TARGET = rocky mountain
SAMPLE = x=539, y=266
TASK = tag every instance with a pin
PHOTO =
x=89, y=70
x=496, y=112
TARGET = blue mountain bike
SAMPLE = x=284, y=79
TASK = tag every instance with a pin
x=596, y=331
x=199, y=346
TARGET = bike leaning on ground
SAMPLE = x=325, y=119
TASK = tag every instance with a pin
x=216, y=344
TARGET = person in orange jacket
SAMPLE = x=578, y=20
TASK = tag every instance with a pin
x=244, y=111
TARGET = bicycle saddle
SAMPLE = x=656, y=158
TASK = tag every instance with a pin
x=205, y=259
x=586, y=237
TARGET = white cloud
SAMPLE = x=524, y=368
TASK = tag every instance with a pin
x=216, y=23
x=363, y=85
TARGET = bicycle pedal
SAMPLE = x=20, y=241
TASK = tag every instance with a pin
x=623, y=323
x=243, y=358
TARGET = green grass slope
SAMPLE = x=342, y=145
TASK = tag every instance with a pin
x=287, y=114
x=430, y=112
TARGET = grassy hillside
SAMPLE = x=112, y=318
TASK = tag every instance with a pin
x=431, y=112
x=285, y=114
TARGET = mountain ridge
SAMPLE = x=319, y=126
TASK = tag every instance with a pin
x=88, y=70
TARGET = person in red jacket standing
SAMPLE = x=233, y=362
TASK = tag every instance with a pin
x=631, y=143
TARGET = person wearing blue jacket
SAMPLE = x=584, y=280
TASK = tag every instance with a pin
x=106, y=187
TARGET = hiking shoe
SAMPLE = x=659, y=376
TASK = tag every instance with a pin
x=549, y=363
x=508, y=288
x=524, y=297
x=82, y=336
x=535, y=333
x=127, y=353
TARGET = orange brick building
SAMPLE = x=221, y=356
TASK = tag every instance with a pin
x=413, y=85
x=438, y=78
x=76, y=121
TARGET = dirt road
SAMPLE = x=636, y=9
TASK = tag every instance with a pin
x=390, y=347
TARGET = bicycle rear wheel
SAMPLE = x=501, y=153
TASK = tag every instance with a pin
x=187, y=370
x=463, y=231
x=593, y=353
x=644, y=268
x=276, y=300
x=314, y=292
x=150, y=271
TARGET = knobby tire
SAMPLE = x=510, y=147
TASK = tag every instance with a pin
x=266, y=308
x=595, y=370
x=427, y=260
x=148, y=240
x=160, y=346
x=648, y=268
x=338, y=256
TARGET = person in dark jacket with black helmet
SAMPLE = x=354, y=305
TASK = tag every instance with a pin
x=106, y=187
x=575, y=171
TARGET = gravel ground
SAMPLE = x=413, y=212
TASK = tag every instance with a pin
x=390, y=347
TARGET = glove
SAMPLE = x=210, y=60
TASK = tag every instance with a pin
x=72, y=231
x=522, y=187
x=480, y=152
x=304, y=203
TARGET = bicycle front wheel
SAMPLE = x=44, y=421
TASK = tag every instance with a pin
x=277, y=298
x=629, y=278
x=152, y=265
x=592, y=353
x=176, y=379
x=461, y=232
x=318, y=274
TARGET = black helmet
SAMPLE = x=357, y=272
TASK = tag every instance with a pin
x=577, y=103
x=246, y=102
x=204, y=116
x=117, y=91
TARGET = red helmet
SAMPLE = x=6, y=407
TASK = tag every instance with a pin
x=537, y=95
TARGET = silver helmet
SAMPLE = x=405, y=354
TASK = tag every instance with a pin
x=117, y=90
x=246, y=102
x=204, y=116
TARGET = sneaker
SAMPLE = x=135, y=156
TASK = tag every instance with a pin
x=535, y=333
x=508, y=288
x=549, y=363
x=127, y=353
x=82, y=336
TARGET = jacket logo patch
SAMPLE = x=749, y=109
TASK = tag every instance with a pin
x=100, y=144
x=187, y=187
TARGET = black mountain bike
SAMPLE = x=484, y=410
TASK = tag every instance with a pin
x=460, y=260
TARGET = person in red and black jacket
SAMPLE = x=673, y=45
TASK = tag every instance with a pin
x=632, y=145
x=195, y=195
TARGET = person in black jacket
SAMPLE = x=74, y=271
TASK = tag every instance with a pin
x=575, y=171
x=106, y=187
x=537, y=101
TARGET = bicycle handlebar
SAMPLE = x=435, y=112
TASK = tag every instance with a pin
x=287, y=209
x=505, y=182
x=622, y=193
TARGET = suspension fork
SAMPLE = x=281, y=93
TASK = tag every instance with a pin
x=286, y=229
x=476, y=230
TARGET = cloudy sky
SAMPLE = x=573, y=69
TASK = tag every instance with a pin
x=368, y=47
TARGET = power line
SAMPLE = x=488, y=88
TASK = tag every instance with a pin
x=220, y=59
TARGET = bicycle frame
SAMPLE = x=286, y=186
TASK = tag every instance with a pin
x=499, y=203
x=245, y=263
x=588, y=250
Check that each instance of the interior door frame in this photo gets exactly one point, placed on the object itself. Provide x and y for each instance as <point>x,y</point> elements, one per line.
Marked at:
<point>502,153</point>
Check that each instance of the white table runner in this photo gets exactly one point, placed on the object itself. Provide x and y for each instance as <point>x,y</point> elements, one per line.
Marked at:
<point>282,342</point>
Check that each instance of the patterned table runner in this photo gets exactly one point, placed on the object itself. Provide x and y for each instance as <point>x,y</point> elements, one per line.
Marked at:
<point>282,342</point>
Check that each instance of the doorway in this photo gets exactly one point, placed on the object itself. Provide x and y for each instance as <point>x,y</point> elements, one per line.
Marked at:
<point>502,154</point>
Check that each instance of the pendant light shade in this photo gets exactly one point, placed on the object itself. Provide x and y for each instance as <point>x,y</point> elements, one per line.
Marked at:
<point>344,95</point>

> **WORK TO DO**
Can you print every line above again, unchanged and in the same order?

> **FINISHED TASK**
TARGET = rocky mountain
SAMPLE = x=539, y=266
TASK = tag every instance with a pin
PHOTO =
x=89, y=70
x=496, y=112
TARGET = blue mountain bike
SAMPLE = x=284, y=79
TASK = tag every instance with a pin
x=596, y=331
x=199, y=346
TARGET = bike leaning on ground
SAMPLE = x=325, y=119
TASK = tag every instance with a pin
x=216, y=344
TARGET = person in orange jacket
SAMPLE = x=578, y=20
TASK = tag every instance with a pin
x=244, y=111
TARGET = bicycle saddle
SAMPLE = x=656, y=158
TASK = tag every instance with a pin
x=205, y=259
x=586, y=237
TARGET = white cloud
SAMPLE = x=524, y=368
TASK = tag every instance with a pin
x=216, y=23
x=363, y=85
TARGET = bicycle pedal
SAMPLE = x=20, y=241
TASK = tag every instance with a pin
x=623, y=323
x=243, y=358
TARGET = green grass slope
SAMPLE = x=342, y=145
TASK = tag every instance with a pin
x=287, y=114
x=430, y=112
TARGET = grassy hillside
SAMPLE = x=112, y=318
TASK = tag every instance with a pin
x=431, y=112
x=285, y=114
TARGET = mountain ridge
SAMPLE = x=319, y=126
TASK = tag every instance with a pin
x=88, y=70
TARGET = person in red jacket standing
SAMPLE = x=233, y=362
TASK = tag every instance with a pin
x=631, y=143
TARGET = person wearing blue jacket
SAMPLE = x=584, y=280
TASK = tag every instance with a pin
x=106, y=187
TARGET = hiking shoe
SAMPLE = x=659, y=376
TASK = tag every instance with a pin
x=549, y=363
x=508, y=288
x=524, y=297
x=82, y=336
x=535, y=333
x=127, y=353
TARGET = orange brick building
SAMPLE = x=221, y=356
TASK = tag every instance with a pin
x=413, y=85
x=438, y=78
x=76, y=121
TARGET = dirt road
SAMPLE = x=636, y=9
TASK = tag every instance with a pin
x=390, y=347
TARGET = bicycle rear wheel
SAMPLE = x=501, y=153
TASK = tag every instance with a pin
x=187, y=370
x=463, y=231
x=593, y=353
x=644, y=268
x=276, y=300
x=314, y=292
x=150, y=271
TARGET = knobby tire
SAMPLE = x=510, y=147
TASK = tag every instance with a pin
x=266, y=308
x=595, y=370
x=427, y=260
x=148, y=240
x=160, y=346
x=648, y=268
x=338, y=256
TARGET = person in dark jacket with black helmet
SAMPLE = x=354, y=305
TASK = tag every instance with a pin
x=106, y=187
x=575, y=171
TARGET = gravel ground
SAMPLE = x=413, y=212
TASK = tag every instance with a pin
x=390, y=347
TARGET = glove
SAMPLE = x=210, y=60
TASK = tag every instance with a pin
x=72, y=231
x=522, y=187
x=480, y=152
x=304, y=203
TARGET = bicycle front wheel
SAMPLE = x=44, y=421
TASK = tag every instance with a pin
x=277, y=298
x=629, y=278
x=152, y=265
x=592, y=353
x=176, y=379
x=461, y=232
x=318, y=274
TARGET = black helmet
SAMPLE = x=357, y=272
TASK = tag every instance with a pin
x=577, y=103
x=246, y=102
x=204, y=116
x=117, y=91
TARGET = red helmet
SAMPLE = x=6, y=407
TASK = tag every instance with a pin
x=537, y=95
TARGET = silver helmet
SAMPLE = x=405, y=354
TASK = tag every instance with a pin
x=117, y=90
x=246, y=102
x=204, y=116
TARGET = sneaker
SAMPLE = x=135, y=156
TASK = tag every instance with a pin
x=535, y=333
x=508, y=288
x=549, y=363
x=127, y=353
x=82, y=336
TARGET = jacket logo patch
SAMPLE = x=749, y=109
TASK = tag every instance with a pin
x=100, y=144
x=187, y=187
TARGET = black mountain bike
SAMPLE = x=484, y=410
TASK = tag every instance with a pin
x=460, y=260
TARGET = person in red and black jacket
SAMPLE = x=673, y=45
TASK = tag every instance with a pin
x=632, y=145
x=195, y=195
TARGET = person in black jacket
SAMPLE = x=74, y=271
TASK = tag every instance with a pin
x=575, y=171
x=106, y=187
x=537, y=101
TARGET = bicycle handlebar
SAMPLE = x=435, y=112
TASK = tag every instance with a pin
x=287, y=209
x=505, y=182
x=622, y=193
TARGET = suspension fork
SAMPLE = x=281, y=93
TASK = tag every instance with a pin
x=286, y=229
x=476, y=230
TARGET = cloudy sky
SAMPLE = x=573, y=69
TASK = tag every instance with a pin
x=368, y=47
TARGET = power line
SAMPLE = x=488, y=88
TASK = tag every instance with a pin
x=220, y=59
TARGET = bicycle frame
SAMPLE = x=286, y=186
TASK = tag every instance with a pin
x=499, y=203
x=245, y=263
x=588, y=250
Check that each instance of the interior door frame in this photo gets exactly one point, placed on the object itself. Provide x and y for each instance as <point>x,y</point> elements, one per line.
Marked at:
<point>502,153</point>
Check that each instance of the white table runner in this photo gets exactly one point, placed on the object itself. Provide x and y for each instance as <point>x,y</point> elements, one per line.
Marked at:
<point>282,342</point>
Check that each instance of the patterned table runner in this photo gets exactly one point, placed on the object itself. Provide x and y for each instance as <point>x,y</point> elements, one per line.
Marked at:
<point>282,342</point>
Check that each instance of the doorway in this photo gets exactly one point, placed on the object itself. Provide x and y for each instance as <point>x,y</point> elements, one per line.
Marked at:
<point>502,154</point>
Check that each instance of the pendant light shade in this photo gets exactly one point, placed on the object itself. Provide x and y for each instance as <point>x,y</point> elements, one per line.
Marked at:
<point>344,95</point>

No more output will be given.